* _Extrait fourni_:
+===+

Lors de la répétition publique à l’amphithéâtre Bastille vue par Fenella, le répétiteur a en effet livré l’attitude de Forsythe lui-même face au remontage de ses œuvres. « Il n’y a pas de version définitive de ses ballets », « Les interprètes ne doivent pas reproduire ce qui a été fait par d’autres », « un ballet repris peut être transformé ». Tous ces principes, en eux-mêmes semblent fructueux. Forsythe est de cette génération qui a vu les ballets de Balanchine lentement se fossiliser après la mort du maître en 1983 (époque où Forsythe créait sa toute première pièce pour l’Opéra : France Dance).

La création du Balanchine Trust était une grande première. Elle consistait dans le legs des ballets du maître à certains de leurs interprètes, désormais seuls à être autorisés à les remonter dans d’autres compagnies. Le système a vite montré ses limites. Il y eut vite des luttes d’influences et certains imposèrent des règles qui n’étaient pas fixes du vivant du maître. Par exemple, le diktat du non-posé du talon au sol dans les enchaînements rapides s’est généralisé quand il n’avait été conçu par Balanchine que pour contourner le manque de longueur de tendon d’Achille de certains danseurs. Violette Verdy, créatrice de Tchaikovsky-Pas-de-deux, n’a jamais eu à utiliser cet expédient. Figer les règles n’a pas non plus empêché la dérive staccatiste qui à mon sens défigure les ballets du chorégraphe dans sa propre compagnie, le New York City Ballet.

Néanmoins, l’attitude de Forsythe face au remontage de ses ballets qui pourrait se résumer à « le style correct, c’est celui des danseurs qui sont en train de danser » rencontre aussi ses limites. Déjà à l’époque de Rearray avec Guillem-Leriche, je me montrais soulagé de retrouver le Forsythe qui m’avait fasciné depuis le début des années 90 et non une mouture chichiteuse du maître de Francfort. Car il y a le style (qui trop révéré peut scléroser) mais il y a aussi le Style (les spécificités chorégraphiques qui sont le cœur de l’œuvre du créateur).

+===+

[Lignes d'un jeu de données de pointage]
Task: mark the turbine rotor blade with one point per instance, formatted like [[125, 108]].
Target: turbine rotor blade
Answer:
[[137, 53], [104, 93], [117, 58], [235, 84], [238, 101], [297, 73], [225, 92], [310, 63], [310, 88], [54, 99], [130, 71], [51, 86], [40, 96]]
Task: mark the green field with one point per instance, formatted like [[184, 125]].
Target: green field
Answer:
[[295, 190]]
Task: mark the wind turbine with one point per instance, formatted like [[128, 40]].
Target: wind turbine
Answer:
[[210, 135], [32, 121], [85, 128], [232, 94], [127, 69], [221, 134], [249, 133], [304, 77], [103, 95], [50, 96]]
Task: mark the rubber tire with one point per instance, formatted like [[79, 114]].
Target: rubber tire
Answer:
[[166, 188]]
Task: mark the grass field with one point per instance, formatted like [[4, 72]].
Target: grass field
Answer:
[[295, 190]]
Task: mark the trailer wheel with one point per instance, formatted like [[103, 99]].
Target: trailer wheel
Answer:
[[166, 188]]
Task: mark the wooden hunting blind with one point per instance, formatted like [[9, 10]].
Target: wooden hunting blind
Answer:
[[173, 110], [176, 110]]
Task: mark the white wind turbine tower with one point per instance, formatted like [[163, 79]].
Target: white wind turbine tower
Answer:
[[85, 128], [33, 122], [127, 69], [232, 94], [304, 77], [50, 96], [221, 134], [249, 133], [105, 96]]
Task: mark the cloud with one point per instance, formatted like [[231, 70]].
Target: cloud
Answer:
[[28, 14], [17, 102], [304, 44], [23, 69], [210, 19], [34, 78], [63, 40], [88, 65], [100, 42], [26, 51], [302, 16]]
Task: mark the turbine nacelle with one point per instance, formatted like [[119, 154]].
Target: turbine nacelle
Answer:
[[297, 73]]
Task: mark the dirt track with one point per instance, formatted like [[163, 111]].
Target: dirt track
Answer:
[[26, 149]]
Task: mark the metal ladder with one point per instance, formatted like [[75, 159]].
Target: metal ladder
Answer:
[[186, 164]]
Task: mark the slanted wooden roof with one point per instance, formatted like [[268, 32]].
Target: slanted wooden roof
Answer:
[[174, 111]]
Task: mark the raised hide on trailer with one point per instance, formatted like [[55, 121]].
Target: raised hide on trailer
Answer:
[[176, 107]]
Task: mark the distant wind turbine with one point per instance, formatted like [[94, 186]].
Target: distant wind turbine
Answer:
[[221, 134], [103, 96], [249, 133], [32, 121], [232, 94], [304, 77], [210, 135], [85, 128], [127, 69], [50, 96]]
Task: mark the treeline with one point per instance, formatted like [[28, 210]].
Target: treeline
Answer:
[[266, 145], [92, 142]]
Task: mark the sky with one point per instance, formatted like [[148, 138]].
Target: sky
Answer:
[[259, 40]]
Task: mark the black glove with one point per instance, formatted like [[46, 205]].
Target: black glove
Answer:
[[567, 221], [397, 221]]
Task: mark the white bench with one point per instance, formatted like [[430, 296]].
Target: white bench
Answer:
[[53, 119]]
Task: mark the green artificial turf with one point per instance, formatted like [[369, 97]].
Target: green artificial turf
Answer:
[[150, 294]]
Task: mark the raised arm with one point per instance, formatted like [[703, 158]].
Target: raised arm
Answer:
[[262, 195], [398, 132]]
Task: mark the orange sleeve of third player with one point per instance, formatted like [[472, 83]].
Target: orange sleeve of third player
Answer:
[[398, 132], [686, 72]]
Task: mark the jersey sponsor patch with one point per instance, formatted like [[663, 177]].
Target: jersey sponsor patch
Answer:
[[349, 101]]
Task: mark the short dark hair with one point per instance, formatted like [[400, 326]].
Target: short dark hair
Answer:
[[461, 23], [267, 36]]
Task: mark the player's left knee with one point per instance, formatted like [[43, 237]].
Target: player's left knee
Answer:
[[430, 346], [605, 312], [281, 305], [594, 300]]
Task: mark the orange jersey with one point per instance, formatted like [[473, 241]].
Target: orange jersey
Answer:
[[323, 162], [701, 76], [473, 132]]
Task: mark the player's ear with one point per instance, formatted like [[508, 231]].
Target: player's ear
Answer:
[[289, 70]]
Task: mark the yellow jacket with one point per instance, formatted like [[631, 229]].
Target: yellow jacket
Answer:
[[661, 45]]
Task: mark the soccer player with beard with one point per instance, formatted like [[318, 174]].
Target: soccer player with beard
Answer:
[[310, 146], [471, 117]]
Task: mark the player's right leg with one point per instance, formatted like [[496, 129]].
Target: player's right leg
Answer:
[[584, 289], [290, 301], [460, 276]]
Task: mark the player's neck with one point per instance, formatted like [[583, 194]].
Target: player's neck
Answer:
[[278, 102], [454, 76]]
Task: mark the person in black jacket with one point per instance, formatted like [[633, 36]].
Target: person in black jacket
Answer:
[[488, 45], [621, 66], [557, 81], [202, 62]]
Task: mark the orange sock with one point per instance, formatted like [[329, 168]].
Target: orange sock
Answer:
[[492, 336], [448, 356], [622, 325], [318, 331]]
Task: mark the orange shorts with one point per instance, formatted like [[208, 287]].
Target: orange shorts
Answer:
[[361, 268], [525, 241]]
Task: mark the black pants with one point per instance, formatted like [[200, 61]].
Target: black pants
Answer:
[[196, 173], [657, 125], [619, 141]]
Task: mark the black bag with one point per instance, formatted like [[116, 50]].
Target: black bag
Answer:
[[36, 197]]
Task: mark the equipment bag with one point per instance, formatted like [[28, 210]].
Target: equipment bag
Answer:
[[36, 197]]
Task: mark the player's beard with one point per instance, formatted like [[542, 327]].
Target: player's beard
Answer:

+===+

* _Travail à faire_:
(A) Reproduisez mot pour mot les lignes du jeu de données de pointage, de la toute première jusqu'à celle qui contient "[[176, 107]]", les deux incluses.
(B) Poursuivez, s'il vous plaît, l'extrait sur le remontage des ballets de Forsythe après sa dernière phrase.
L'extrait et les lignes de données sont deux documents indépendants.

* _Réponses par consigne_:
(A)
Task: mark the turbine rotor blade with one point per instance, formatted like [[125, 108]].
Target: turbine rotor blade
Answer:
[[137, 53], [104, 93], [117, 58], [235, 84], [238, 101], [297, 73], [225, 92], [310, 63], [310, 88], [54, 99], [130, 71], [51, 86], [40, 96]]
Task: mark the green field with one point per instance, formatted like [[184, 125]].
Target: green field
Answer:
[[295, 190]]
Task: mark the wind turbine with one point per instance, formatted like [[128, 40]].
Target: wind turbine
Answer:
[[210, 135], [32, 121], [85, 128], [232, 94], [127, 69], [221, 134], [249, 133], [304, 77], [103, 95], [50, 96]]
Task: mark the rubber tire with one point per instance, formatted like [[79, 114]].
Target: rubber tire
Answer:
[[166, 188]]
Task: mark the grass field with one point per instance, formatted like [[4, 72]].
Target: grass field
Answer:
[[295, 190]]
Task: mark the trailer wheel with one point per instance, formatted like [[103, 99]].
Target: trailer wheel
Answer:
[[166, 188]]
Task: mark the wooden hunting blind with one point per instance, formatted like [[9, 10]].
Target: wooden hunting blind
Answer:
[[173, 110], [176, 110]]
Task: mark the white wind turbine tower with one point per instance, formatted like [[163, 79]].
Target: white wind turbine tower
Answer:
[[85, 128], [33, 122], [127, 69], [232, 94], [304, 77], [50, 96], [221, 134], [249, 133], [105, 96]]
Task: mark the cloud with one point per instance, formatted like [[231, 70]].
Target: cloud
Answer:
[[28, 14], [17, 102], [304, 44], [23, 69], [210, 19], [34, 78], [63, 40], [88, 65], [100, 42], [26, 51], [302, 16]]
Task: mark the turbine nacelle with one point per instance, formatted like [[119, 154]].
Target: turbine nacelle
Answer:
[[297, 73]]
Task: mark the dirt track with one point per instance, formatted like [[163, 111]].
Target: dirt track
Answer:
[[26, 149]]
Task: mark the metal ladder with one point per instance, formatted like [[75, 159]].
Target: metal ladder
Answer:
[[186, 164]]
Task: mark the slanted wooden roof with one point per instance, formatted like [[268, 32]].
Target: slanted wooden roof
Answer:
[[174, 111]]
Task: mark the raised hide on trailer with one point per instance, formatted like [[55, 121]].
Target: raised hide on trailer
Answer:
[[176, 107]]

(B)
En 2012, j’avais donc retrouvé les départs de mouvements à la Forsythe, c’est-à-dire de parties complètement inattendues du corps (un genou, une épaule). C’est ce qui justifiait l’accent mis par exemple sur les préparations, habituellement cachées dans le ballet académique et néoclassique mais hypertrophiées ici. Forsythe a ajouté au ballet une approche déconstructiviste, mettant l’accent sur le détail, ce qui rend également l’irruption de la danse et de la virtuosité inattendue et galvanisante pour le public. Les danseurs passent et repassent de l’attitude de ville au balletique sans crier gare. Mais devrait-on écrire « rend » ou bien « rendait » ? Aujourd’hui, de plus en plus, lorsqu’on voit les danseurs marcher sur scène, on a l’impression qu’ils sont sur le catwalk d’une énième Fashion Week. Les positions à poignets cassés ne sont plus déconstructivistes, elles sont tout bonnement maniéristes. La pièce d’occasion deMy’Kal Stromile en était la consternante preuve par l’exemple.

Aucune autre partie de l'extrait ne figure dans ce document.